**DOCUMENT PASSAGE**.
News of German SAAS Ryte acquisition represents a significant change in the digital marketing landscape. The acquisition brings two powerhouses together to redefine enterprise SEO capabilities and website user experience.

Combined Expertise

Semrush has created a robust online visibility management platform. The SaaS platform allows businesses across the globe to optimize their websites for search engines. It provides a range of digital marketing services including content marketing, pay-per-click, social media campaigns, and competitive research campaigns.

Businesses that use Semrush also track results from their online marketing initiatives on the platform. Following the acquisition, Ryte and Semrush will combine their acquisition to achieve new levels of growth.

Ryte Founder, Andy Bruckschloegl said, “We are excited to join Semrush and advance our shared vision for the future of Website User Experience, as well as strengthen Semrush’s cutting-edge Enterprise SEO Platform.

New Opportunities

Rytes expects its acquisition by Semrush to open new sales opportunities. The startup will be looking to leverage the extensive customer base that Semrush has to achieve this goal. The acquisition presents Ryte with new cross-selling and customer penetration opportunities.

With Semrush, Ryte seeks to drive innovation, accelerate platform development, and amplify our global presence more rapidly than we could as a standalone company,” Bruckschloegl added.

Semrush sees the acquisition as an extension of its Enterprise SEO Platform. The SaaS company commits to help big companies enhance their online visibility, marketing operations, and productivity.

We warmly welcome all Ryte employees to the Semrush family and look forward to capitalizing on the opportunities this acquisition brings,” Eugene Levin, Semrush President said.

Good Reputation

Ryte was founded in 2012. The SaaS company helps agencies and companies to optimize website experiences for users. The startup serves companies such as Bauhaus, Hilti, Allianz, and HomeToGo.

We are entering an exciting phase, and I am immensely proud of the entire Ryte team, particularly my two co-founders, Marcus Tandler and Neils Dorje, as well as our CFO and COO, Jens Mittnacht. Their invaluable contributions have been key to achieving this important milestone for our future,” Bruckschloegl added.

Over the years, the company has built a positive image through its comprehensive suite that enhances search engine optimization, accessibility, compliance, performance, quality assurance, and sustainability for businesses of all sizes.

[Stored data entries]
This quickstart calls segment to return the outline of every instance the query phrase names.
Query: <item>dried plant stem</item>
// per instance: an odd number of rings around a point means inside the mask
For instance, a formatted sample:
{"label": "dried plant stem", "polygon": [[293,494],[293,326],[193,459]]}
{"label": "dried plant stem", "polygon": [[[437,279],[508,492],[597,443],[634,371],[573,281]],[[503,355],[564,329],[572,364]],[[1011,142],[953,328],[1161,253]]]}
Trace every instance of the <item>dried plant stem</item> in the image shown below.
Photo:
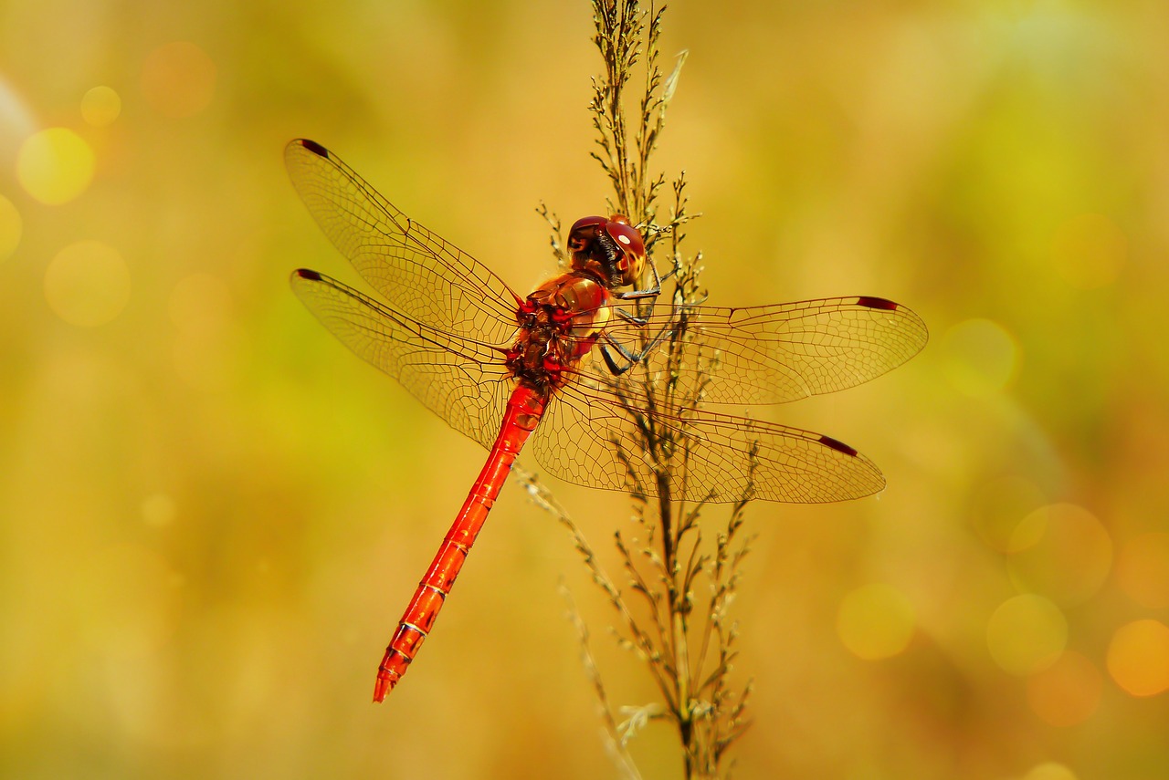
{"label": "dried plant stem", "polygon": [[[580,528],[535,478],[518,472],[533,501],[558,518],[573,537],[593,581],[617,614],[618,645],[645,664],[662,702],[622,708],[618,722],[609,694],[588,647],[589,632],[575,606],[573,622],[581,640],[584,667],[602,709],[608,740],[625,774],[636,773],[627,751],[629,739],[650,720],[673,724],[679,737],[686,778],[728,776],[728,746],[748,722],[746,705],[750,683],[732,692],[728,675],[735,659],[738,626],[729,607],[739,585],[740,564],[750,537],[740,534],[750,489],[732,508],[725,529],[713,535],[713,545],[703,534],[706,502],[685,502],[684,495],[692,441],[665,419],[685,419],[701,403],[706,381],[679,386],[677,377],[686,360],[701,355],[701,335],[689,327],[690,307],[704,299],[699,286],[701,253],[682,249],[685,225],[697,215],[687,210],[685,177],[670,182],[672,202],[669,218],[658,222],[664,174],[649,173],[650,159],[665,124],[665,113],[678,83],[685,53],[677,57],[667,76],[660,70],[659,43],[664,8],[643,7],[636,0],[593,0],[594,43],[604,63],[593,79],[589,102],[596,148],[592,156],[601,165],[611,188],[608,206],[625,214],[645,236],[650,262],[665,255],[663,265],[669,288],[658,300],[637,304],[637,313],[665,306],[670,327],[642,336],[639,354],[659,355],[641,361],[613,379],[609,388],[620,397],[637,398],[628,406],[639,431],[639,452],[621,452],[627,466],[634,502],[634,531],[614,534],[621,560],[620,584],[602,569]],[[635,91],[635,95],[630,92]],[[630,105],[636,106],[630,110]],[[552,250],[560,263],[566,253],[561,223],[547,207],[540,215],[552,228]],[[658,260],[660,263],[660,260]],[[643,286],[652,284],[648,271]],[[687,358],[689,356],[689,358]],[[691,375],[696,368],[686,365]],[[703,358],[699,369],[717,370],[717,358]],[[649,462],[649,481],[635,464]],[[754,459],[752,459],[754,462]],[[749,485],[749,479],[748,479]],[[698,593],[705,589],[706,596]],[[696,603],[700,604],[696,608]]]}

**WORK REQUIRED**.
Retype the full article on Semrush acquiring Ryte word for word.

**EXERCISE RESPONSE**.
News of German SAAS Ryte acquisition represents a significant change in the digital marketing landscape. The acquisition brings two powerhouses together to redefine enterprise SEO capabilities and website user experience.

Combined Expertise

Semrush has created a robust online visibility management platform. The SaaS platform allows businesses across the globe to optimize their websites for search engines. It provides a range of digital marketing services including content marketing, pay-per-click, social media campaigns, and competitive research campaigns.

Businesses that use Semrush also track results from their online marketing initiatives on the platform. Following the acquisition, Ryte and Semrush will combine their acquisition to achieve new levels of growth.

Ryte Founder, Andy Bruckschloegl said, “We are excited to join Semrush and advance our shared vision for the future of Website User Experience, as well as strengthen Semrush’s cutting-edge Enterprise SEO Platform.

New Opportunities

Rytes expects its acquisition by Semrush to open new sales opportunities. The startup will be looking to leverage the extensive customer base that Semrush has to achieve this goal. The acquisition presents Ryte with new cross-selling and customer penetration opportunities.

With Semrush, Ryte seeks to drive innovation, accelerate platform development, and amplify our global presence more rapidly than we could as a standalone company,” Bruckschloegl added.

Semrush sees the acquisition as an extension of its Enterprise SEO Platform. The SaaS company commits to help big companies enhance their online visibility, marketing operations, and productivity.

We warmly welcome all Ryte employees to the Semrush family and look forward to capitalizing on the opportunities this acquisition brings,” Eugene Levin, Semrush President said.

Good Reputation

Ryte was founded in 2012. The SaaS company helps agencies and companies to optimize website experiences for users. The startup serves companies such as Bauhaus, Hilti, Allianz, and HomeToGo.

We are entering an exciting phase, and I am immensely proud of the entire Ryte team, particularly my two co-founders, Marcus Tandler and Neils Dorje, as well as our CFO and COO, Jens Mittnacht. Their invaluable contributions have been key to achieving this important milestone for our future,” Bruckschloegl added.

Over the years, the company has built a positive image through its comprehensive suite that enhances search engine optimization, accessibility, compliance, performance, quality assurance, and sustainability for businesses of all sizes.